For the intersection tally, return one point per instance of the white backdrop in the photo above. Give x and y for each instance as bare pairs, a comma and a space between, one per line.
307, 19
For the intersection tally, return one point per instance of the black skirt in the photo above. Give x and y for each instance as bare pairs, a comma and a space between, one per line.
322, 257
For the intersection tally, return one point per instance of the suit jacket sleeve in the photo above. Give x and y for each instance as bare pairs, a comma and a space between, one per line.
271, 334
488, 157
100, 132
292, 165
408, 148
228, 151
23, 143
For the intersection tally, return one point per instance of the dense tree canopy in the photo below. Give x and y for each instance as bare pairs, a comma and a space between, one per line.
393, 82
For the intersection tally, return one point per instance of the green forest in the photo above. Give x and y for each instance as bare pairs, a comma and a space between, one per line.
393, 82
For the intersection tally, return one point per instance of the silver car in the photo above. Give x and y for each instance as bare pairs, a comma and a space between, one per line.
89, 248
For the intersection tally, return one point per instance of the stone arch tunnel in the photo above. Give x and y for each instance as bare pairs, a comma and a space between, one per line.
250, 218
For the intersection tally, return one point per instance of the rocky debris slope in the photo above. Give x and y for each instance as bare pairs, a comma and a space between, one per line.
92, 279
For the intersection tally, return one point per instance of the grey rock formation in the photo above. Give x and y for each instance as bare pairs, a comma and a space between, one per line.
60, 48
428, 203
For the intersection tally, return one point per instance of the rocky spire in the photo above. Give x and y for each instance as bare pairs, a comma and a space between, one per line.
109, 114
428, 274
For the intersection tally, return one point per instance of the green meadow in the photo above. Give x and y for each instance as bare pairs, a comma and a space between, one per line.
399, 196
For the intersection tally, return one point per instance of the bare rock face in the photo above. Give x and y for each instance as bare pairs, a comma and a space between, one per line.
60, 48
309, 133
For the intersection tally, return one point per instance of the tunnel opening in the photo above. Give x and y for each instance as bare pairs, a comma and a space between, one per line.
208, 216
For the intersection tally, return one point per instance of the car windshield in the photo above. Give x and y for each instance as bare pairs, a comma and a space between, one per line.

============

Directive: Find the line containing "the rocky spire". Reproduce it exactly, along with every line after it through the last.

Full output:
For the intersection tally, return one point per instance of the rocky spire in the photo above. Give x and y for each instance as bare pairs, a comma and a space between, one per line.
109, 114
428, 274
For the intersection tally, return one point per instance of the green meadow in the photo above. Give x and y for each instance as bare pairs, a comma and a space between, one per line.
399, 196
For the intersection tally, return one point per instance of the bare rock face in the photo above. Give x and y for each instance as bare pairs, a comma and a space between, one per line.
60, 48
309, 133
For the intersection tally, return one point per instance of the tunnel opening in the photo above. Give x and y for each instance as bare pairs, a comma and a space between, one per line.
208, 216
For the intersection tally, return one point per instance of the car windshield in the photo above. Give x and y for each instance as bare pairs, a comma and a space between, one per line.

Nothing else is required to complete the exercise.